→ Task details
Copy every line of the listing below without changing anything.

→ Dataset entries
## start

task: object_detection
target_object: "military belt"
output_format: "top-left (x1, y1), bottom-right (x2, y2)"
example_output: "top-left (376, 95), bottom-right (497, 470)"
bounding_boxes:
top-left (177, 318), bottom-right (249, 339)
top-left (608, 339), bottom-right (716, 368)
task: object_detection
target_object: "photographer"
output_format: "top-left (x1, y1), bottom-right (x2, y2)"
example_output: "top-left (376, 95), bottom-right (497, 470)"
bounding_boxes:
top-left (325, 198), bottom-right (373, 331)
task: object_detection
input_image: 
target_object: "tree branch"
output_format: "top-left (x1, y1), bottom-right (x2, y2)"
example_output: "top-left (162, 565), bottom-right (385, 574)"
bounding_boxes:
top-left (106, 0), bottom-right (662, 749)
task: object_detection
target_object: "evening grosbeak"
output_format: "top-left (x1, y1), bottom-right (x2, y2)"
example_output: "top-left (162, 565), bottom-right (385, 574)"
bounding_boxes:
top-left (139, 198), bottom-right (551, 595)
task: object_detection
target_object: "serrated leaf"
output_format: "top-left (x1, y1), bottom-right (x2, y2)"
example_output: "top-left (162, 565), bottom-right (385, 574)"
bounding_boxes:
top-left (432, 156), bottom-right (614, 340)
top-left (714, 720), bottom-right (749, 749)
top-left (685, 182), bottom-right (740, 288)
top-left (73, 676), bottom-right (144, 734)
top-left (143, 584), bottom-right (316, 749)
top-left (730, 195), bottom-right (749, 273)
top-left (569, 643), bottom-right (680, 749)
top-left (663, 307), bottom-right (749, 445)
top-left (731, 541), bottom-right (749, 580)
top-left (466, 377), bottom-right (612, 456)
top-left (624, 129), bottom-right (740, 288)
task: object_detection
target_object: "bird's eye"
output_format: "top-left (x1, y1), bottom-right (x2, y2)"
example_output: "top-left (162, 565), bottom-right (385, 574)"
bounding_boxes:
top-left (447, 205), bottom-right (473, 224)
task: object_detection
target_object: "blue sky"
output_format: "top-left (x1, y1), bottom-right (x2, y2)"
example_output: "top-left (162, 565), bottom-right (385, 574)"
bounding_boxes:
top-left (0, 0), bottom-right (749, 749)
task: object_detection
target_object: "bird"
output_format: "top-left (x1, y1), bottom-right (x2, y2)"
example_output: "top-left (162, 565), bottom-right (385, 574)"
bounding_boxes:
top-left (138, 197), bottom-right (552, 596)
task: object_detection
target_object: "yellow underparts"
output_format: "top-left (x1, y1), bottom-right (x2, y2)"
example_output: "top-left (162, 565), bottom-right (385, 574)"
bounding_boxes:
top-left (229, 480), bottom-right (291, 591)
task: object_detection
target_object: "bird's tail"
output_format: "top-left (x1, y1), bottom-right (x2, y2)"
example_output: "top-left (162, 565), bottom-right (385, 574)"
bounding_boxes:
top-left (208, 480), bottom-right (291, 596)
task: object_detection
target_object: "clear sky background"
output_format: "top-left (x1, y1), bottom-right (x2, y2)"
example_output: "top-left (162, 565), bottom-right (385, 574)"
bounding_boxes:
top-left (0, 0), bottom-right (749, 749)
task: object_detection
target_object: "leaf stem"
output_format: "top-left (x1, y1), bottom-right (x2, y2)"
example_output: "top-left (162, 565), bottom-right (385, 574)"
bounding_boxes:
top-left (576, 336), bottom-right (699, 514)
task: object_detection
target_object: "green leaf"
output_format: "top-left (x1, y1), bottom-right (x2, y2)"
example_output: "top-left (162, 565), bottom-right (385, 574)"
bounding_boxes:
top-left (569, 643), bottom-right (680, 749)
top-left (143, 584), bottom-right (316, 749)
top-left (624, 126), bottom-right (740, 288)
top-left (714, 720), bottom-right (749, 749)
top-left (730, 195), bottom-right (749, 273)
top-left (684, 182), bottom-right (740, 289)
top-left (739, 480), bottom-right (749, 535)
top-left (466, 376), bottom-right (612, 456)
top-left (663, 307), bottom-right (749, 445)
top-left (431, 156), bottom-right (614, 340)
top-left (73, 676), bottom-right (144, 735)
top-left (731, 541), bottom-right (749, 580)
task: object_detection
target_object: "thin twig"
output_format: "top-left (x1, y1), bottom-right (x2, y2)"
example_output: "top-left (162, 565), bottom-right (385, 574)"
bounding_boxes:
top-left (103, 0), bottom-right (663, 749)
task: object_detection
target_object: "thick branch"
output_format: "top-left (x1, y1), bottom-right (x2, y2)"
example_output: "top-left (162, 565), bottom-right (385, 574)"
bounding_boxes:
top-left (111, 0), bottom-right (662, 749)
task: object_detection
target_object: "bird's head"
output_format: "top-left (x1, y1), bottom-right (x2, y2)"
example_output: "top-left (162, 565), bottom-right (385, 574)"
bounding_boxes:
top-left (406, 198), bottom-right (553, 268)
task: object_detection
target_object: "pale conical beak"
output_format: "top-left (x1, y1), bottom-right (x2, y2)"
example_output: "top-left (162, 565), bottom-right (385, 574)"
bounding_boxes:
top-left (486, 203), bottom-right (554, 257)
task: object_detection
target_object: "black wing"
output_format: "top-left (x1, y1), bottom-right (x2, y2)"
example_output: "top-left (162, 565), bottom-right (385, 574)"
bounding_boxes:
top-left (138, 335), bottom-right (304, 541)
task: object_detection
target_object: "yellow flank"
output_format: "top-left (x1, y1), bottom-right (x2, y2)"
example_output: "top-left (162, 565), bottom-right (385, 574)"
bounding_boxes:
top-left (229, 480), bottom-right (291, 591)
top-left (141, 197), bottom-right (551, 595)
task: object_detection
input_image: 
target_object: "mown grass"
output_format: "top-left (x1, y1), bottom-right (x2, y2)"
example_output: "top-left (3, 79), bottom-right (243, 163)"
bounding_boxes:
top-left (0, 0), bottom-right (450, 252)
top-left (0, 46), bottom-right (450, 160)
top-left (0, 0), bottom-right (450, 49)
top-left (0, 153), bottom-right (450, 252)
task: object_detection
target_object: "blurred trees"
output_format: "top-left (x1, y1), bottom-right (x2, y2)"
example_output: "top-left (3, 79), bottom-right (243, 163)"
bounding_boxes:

## end

→ Response to the exercise
task: object_detection
target_object: "military belt"
output_format: "top-left (x1, y1), bottom-right (x2, y2)"
example_output: "top-left (376, 95), bottom-right (497, 470)"
bounding_boxes:
top-left (177, 318), bottom-right (249, 339)
top-left (608, 339), bottom-right (716, 368)
task: object_detection
target_object: "photographer"
output_format: "top-left (x1, y1), bottom-right (x2, y2)"
example_output: "top-left (376, 95), bottom-right (497, 470)"
bounding_boxes:
top-left (325, 198), bottom-right (373, 331)
task: object_detection
input_image: 
target_object: "tree branch"
output_format: "top-left (x1, y1), bottom-right (x2, y2)"
example_output: "top-left (162, 565), bottom-right (385, 574)"
bounding_boxes:
top-left (106, 0), bottom-right (662, 749)
task: object_detection
target_object: "evening grosbeak"
output_format: "top-left (x1, y1), bottom-right (x2, y2)"
example_output: "top-left (162, 565), bottom-right (385, 574)"
bounding_boxes:
top-left (139, 198), bottom-right (551, 595)
task: object_detection
target_object: "serrated leaf"
output_format: "top-left (x1, y1), bottom-right (x2, y2)"
example_output: "top-left (162, 565), bottom-right (385, 574)"
bounding_boxes:
top-left (432, 156), bottom-right (614, 340)
top-left (714, 720), bottom-right (749, 749)
top-left (685, 182), bottom-right (740, 288)
top-left (73, 676), bottom-right (144, 734)
top-left (143, 584), bottom-right (316, 749)
top-left (730, 195), bottom-right (749, 273)
top-left (569, 643), bottom-right (680, 749)
top-left (663, 307), bottom-right (749, 445)
top-left (731, 541), bottom-right (749, 580)
top-left (466, 377), bottom-right (612, 456)
top-left (624, 129), bottom-right (740, 288)
task: object_detection
target_object: "bird's eye"
output_format: "top-left (x1, y1), bottom-right (x2, y2)"
example_output: "top-left (162, 565), bottom-right (385, 574)"
bounding_boxes:
top-left (447, 205), bottom-right (473, 224)
task: object_detection
target_object: "blue sky"
output_format: "top-left (x1, y1), bottom-right (x2, y2)"
example_output: "top-left (162, 565), bottom-right (385, 574)"
bounding_boxes:
top-left (0, 0), bottom-right (749, 749)
task: object_detection
target_object: "bird"
output_format: "top-left (x1, y1), bottom-right (x2, y2)"
example_output: "top-left (162, 565), bottom-right (385, 574)"
bounding_boxes:
top-left (138, 197), bottom-right (552, 596)
task: object_detection
target_object: "yellow underparts"
output_format: "top-left (x1, y1), bottom-right (x2, y2)"
example_output: "top-left (162, 565), bottom-right (385, 574)"
bounding_boxes:
top-left (229, 480), bottom-right (291, 591)
task: object_detection
target_object: "bird's tail"
output_format: "top-left (x1, y1), bottom-right (x2, y2)"
example_output: "top-left (162, 565), bottom-right (385, 574)"
bounding_boxes:
top-left (208, 480), bottom-right (291, 596)
task: object_detection
target_object: "clear sky background"
output_format: "top-left (x1, y1), bottom-right (x2, y2)"
example_output: "top-left (162, 565), bottom-right (385, 574)"
bounding_boxes:
top-left (0, 0), bottom-right (749, 749)
task: object_detection
target_object: "leaf stem"
output_format: "top-left (x1, y1), bottom-right (x2, y2)"
example_output: "top-left (162, 565), bottom-right (385, 574)"
bounding_boxes:
top-left (576, 336), bottom-right (699, 514)
task: object_detection
target_object: "green leaf"
output_format: "top-left (x1, y1), bottom-right (x2, y2)"
example_output: "top-left (162, 565), bottom-right (385, 574)"
bounding_boxes:
top-left (569, 643), bottom-right (680, 749)
top-left (143, 584), bottom-right (316, 749)
top-left (624, 126), bottom-right (740, 288)
top-left (714, 720), bottom-right (749, 749)
top-left (730, 195), bottom-right (749, 273)
top-left (684, 182), bottom-right (740, 289)
top-left (739, 480), bottom-right (749, 535)
top-left (466, 376), bottom-right (612, 456)
top-left (663, 307), bottom-right (749, 445)
top-left (431, 156), bottom-right (614, 340)
top-left (73, 676), bottom-right (144, 735)
top-left (731, 541), bottom-right (749, 580)
task: object_detection
target_object: "thin twig"
output_format: "top-left (x1, y1), bottom-right (x2, y2)"
example_output: "top-left (162, 565), bottom-right (385, 574)"
bounding_boxes:
top-left (103, 0), bottom-right (663, 749)
task: object_detection
target_object: "thick branch"
output_format: "top-left (x1, y1), bottom-right (x2, y2)"
example_output: "top-left (162, 565), bottom-right (385, 574)"
bounding_boxes:
top-left (111, 0), bottom-right (662, 749)
task: object_detection
target_object: "bird's head"
output_format: "top-left (x1, y1), bottom-right (x2, y2)"
example_output: "top-left (162, 565), bottom-right (385, 574)"
bounding_boxes:
top-left (406, 198), bottom-right (553, 268)
task: object_detection
target_object: "pale conical beak"
output_format: "top-left (x1, y1), bottom-right (x2, y2)"
example_output: "top-left (162, 565), bottom-right (385, 574)"
bounding_boxes:
top-left (486, 203), bottom-right (554, 257)
task: object_detection
target_object: "black wing"
output_format: "top-left (x1, y1), bottom-right (x2, y2)"
example_output: "top-left (162, 565), bottom-right (385, 574)"
bounding_boxes:
top-left (138, 335), bottom-right (304, 541)
task: object_detection
target_object: "yellow flank"
output_format: "top-left (x1, y1), bottom-right (x2, y2)"
example_output: "top-left (162, 565), bottom-right (385, 574)"
bounding_boxes:
top-left (229, 480), bottom-right (291, 591)
top-left (141, 197), bottom-right (551, 595)
task: object_detection
input_image: 
target_object: "mown grass"
output_format: "top-left (x1, y1), bottom-right (x2, y2)"
example_output: "top-left (3, 79), bottom-right (243, 163)"
bounding_boxes:
top-left (0, 0), bottom-right (450, 252)
top-left (0, 46), bottom-right (450, 160)
top-left (0, 0), bottom-right (450, 49)
top-left (0, 153), bottom-right (450, 252)
task: object_detection
target_object: "blurred trees"
output_format: "top-left (x1, y1), bottom-right (x2, y2)"
example_output: "top-left (3, 79), bottom-right (243, 163)"
bounding_boxes:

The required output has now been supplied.